Raw data:
##############################

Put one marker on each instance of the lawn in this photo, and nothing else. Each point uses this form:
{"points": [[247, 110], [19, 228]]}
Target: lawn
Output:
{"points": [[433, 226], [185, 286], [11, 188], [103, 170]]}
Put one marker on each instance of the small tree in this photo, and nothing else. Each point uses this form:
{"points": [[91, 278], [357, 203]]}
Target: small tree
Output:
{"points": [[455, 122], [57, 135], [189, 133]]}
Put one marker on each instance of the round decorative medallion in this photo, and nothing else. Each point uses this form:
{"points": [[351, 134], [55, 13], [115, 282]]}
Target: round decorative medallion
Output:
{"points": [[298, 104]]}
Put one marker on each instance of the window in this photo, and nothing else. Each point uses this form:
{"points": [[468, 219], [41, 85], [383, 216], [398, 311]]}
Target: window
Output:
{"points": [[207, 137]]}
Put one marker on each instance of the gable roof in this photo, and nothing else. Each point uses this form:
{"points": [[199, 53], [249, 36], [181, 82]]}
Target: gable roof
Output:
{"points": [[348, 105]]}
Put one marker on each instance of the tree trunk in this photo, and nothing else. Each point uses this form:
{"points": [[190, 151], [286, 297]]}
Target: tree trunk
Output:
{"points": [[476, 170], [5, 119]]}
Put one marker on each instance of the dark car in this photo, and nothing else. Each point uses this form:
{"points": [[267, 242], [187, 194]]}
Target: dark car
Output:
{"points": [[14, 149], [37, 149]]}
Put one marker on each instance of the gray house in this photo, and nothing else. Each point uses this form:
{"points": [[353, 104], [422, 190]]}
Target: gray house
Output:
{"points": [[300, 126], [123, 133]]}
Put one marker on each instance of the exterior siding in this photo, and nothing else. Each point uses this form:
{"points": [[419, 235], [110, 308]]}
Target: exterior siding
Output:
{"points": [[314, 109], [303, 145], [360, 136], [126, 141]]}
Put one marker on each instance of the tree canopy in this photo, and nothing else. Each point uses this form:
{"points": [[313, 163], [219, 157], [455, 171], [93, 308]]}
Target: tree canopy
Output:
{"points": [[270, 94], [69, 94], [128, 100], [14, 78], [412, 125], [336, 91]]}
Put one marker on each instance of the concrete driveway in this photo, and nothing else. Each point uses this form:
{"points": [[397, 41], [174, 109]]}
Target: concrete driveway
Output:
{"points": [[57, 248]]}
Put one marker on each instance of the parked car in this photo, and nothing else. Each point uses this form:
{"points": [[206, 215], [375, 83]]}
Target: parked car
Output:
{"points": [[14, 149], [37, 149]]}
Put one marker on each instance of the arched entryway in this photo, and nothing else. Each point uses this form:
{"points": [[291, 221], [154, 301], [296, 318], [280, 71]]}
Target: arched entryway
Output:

##############################

What this task involves:
Produce an exact copy of all the records.

Full output:
Put one marker on each instance of the lawn in this photo, and nothing else. Each point uses this form:
{"points": [[247, 110], [19, 228]]}
Target: lawn
Output:
{"points": [[433, 226], [185, 286], [11, 188], [103, 170]]}
Put one marker on each instance of the small tree in this photo, and nothing else. Each point uses this form:
{"points": [[91, 278], [357, 203]]}
Target: small tree
Output:
{"points": [[455, 122], [57, 135], [189, 133]]}
Put one marker on each instance of the round decorative medallion in this photo, and nothing else. Each point uses this form:
{"points": [[351, 134], [55, 13], [115, 282]]}
Target: round decorative medallion
Output:
{"points": [[298, 104]]}
Put one marker on each instance of the window in this photo, and nothing else. Each point uses this form:
{"points": [[468, 219], [41, 85], [383, 216], [398, 311]]}
Target: window
Output:
{"points": [[207, 137]]}
Put one marker on each instance of the gable roof in this photo, and nothing else. Each point uses this form:
{"points": [[199, 53], [249, 36], [181, 82]]}
Target: gable roof
Output:
{"points": [[348, 105]]}
Put one marker on each instance of the tree trunk in this photo, and nothing else. Each point uses this form:
{"points": [[190, 151], [286, 297]]}
Target: tree trunk
Output:
{"points": [[476, 170], [5, 119]]}
Put one marker on each instance of the dark car in this photo, and nothing else. Each point uses this form:
{"points": [[267, 242], [187, 194]]}
Target: dark car
Output:
{"points": [[14, 149], [37, 149]]}
Put one marker on each instance of the gray house in this photo, and nothing else. Each point uses this form:
{"points": [[353, 104], [422, 190]]}
Target: gray house
Output:
{"points": [[300, 126], [123, 133]]}
Put one marker on each instance of the exterior siding in this photo, and nothing else. Each point uses this form:
{"points": [[419, 235], [110, 308]]}
Target: exterior siding
Output:
{"points": [[314, 109], [303, 145], [360, 136], [126, 141]]}
Put one marker on each instance of the tree canopy in this photo, and nothing else. Each point uses this form:
{"points": [[313, 163], [219, 157], [455, 171], [93, 308]]}
Target: tree canopy
Output:
{"points": [[270, 94], [69, 94], [128, 100], [14, 78], [412, 125], [336, 91]]}
Put one marker on each instance of the concrete driveway in this photo, and nothing else. Each point uses this form:
{"points": [[397, 41], [174, 109]]}
Target: concrete driveway
Output:
{"points": [[57, 248]]}
Put one marker on each instance of the parked car in this photo, and nothing else. Each point uses this form:
{"points": [[206, 215], [375, 83]]}
Target: parked car
Output:
{"points": [[14, 149], [37, 149]]}
Put one marker on each instance of the arched entryway in this photo, and nothing else. Each point uses this form:
{"points": [[291, 221], [154, 301], [296, 318], [280, 71]]}
Target: arched entryway
Output:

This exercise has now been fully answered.